Your objective » Can you duplicate, word for word, the lines of the data from the line with "as [[350, 156]]." to the line with "[[351, 66], [347, 66]]", both lines included?

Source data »
────────────────

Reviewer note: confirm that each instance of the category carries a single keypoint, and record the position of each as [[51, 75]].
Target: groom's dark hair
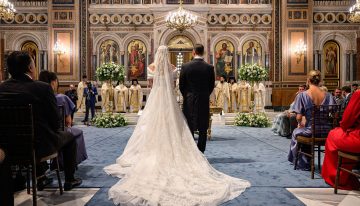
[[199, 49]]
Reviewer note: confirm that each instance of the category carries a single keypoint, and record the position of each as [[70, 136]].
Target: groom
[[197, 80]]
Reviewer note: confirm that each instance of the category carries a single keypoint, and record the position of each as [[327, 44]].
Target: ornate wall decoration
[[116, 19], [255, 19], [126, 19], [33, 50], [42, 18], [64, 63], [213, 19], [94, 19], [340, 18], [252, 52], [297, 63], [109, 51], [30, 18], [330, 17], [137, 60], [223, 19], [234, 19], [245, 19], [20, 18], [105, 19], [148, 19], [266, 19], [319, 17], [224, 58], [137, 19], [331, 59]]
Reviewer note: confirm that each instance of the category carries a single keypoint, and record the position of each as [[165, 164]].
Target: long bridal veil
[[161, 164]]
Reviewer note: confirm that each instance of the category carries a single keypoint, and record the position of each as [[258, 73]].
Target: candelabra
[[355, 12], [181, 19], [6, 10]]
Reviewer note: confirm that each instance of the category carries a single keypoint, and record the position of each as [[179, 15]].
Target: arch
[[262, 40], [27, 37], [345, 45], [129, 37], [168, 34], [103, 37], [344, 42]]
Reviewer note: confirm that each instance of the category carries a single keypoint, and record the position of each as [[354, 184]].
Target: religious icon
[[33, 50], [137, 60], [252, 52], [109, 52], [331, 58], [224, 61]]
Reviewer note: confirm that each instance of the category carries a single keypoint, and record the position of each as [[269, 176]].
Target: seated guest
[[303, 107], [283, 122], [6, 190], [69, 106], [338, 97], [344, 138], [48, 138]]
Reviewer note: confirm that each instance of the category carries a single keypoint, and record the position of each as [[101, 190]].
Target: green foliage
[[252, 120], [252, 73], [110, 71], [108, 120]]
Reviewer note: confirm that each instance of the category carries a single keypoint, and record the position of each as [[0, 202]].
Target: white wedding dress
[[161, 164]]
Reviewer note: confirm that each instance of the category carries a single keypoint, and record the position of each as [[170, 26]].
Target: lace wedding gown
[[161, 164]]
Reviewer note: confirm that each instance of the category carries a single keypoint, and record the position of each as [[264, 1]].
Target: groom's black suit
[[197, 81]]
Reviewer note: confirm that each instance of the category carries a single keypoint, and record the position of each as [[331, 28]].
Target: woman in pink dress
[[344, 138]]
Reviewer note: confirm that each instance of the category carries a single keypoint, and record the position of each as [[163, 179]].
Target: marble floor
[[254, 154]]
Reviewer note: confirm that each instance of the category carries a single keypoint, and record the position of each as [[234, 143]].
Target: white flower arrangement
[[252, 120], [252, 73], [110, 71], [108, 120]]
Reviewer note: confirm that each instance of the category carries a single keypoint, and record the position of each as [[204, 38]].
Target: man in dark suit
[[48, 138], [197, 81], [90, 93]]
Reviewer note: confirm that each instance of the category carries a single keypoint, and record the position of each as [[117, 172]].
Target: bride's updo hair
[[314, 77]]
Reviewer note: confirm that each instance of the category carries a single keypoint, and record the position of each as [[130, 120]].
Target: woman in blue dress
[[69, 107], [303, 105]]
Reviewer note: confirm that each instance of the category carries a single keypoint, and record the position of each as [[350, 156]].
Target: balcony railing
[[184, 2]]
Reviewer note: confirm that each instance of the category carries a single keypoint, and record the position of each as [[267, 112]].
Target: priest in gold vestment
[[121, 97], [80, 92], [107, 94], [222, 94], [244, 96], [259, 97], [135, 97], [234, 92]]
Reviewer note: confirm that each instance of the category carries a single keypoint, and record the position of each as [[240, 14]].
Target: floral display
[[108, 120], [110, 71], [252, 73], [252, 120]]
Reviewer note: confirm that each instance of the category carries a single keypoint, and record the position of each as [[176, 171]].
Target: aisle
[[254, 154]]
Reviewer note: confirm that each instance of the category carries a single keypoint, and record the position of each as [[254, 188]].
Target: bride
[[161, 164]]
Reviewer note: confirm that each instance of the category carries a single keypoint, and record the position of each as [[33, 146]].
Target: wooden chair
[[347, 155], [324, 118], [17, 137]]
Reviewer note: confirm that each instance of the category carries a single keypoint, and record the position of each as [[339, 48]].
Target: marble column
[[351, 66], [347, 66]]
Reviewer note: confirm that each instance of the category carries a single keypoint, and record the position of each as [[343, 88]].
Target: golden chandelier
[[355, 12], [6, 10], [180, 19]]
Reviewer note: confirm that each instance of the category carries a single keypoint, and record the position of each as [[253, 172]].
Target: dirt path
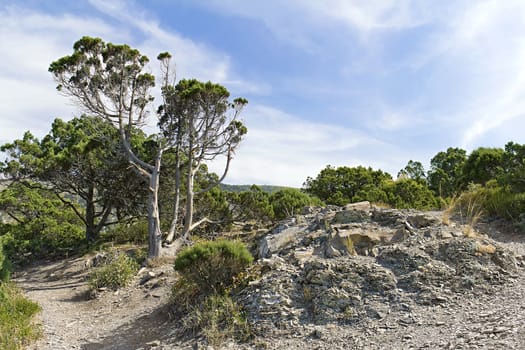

────────────────

In response »
Reviewer note: confirm that each instance of the category carries a single keypoint, and record the position of each as [[350, 156]].
Target: balcony railing
[[184, 2]]
Reviewer note: confirm that each instance of the category carries a single keypoint, and record the position of each as [[267, 112]].
Target: priest in gold vestment
[[121, 97], [80, 92], [107, 94], [222, 94], [244, 96], [259, 97], [135, 97], [234, 92]]
Reviewer note: confirm that each instance of the category carries a single keypoint, and record the position of each as [[240, 14]].
Target: floral display
[[108, 120], [110, 71], [252, 73], [252, 120]]
Reviewer note: confirm that each instance of the category carries a single keypoint, and record the position of each as [[176, 171]].
Target: aisle
[[254, 154]]
Reviewer note: confirm that each instance of the category carries a single keypoint, and record the position of each as [[254, 188]].
Target: bride
[[161, 164]]
Reviewer note: confirm that each instance of the category carries a single keypoint, and record the position of each as [[33, 146]].
Target: wooden chair
[[347, 155], [324, 118], [17, 137]]
Reviewer note: confirm that each instance of the category carries a single keypoint, and record the position of each as [[339, 48]].
Target: marble column
[[351, 66], [347, 66]]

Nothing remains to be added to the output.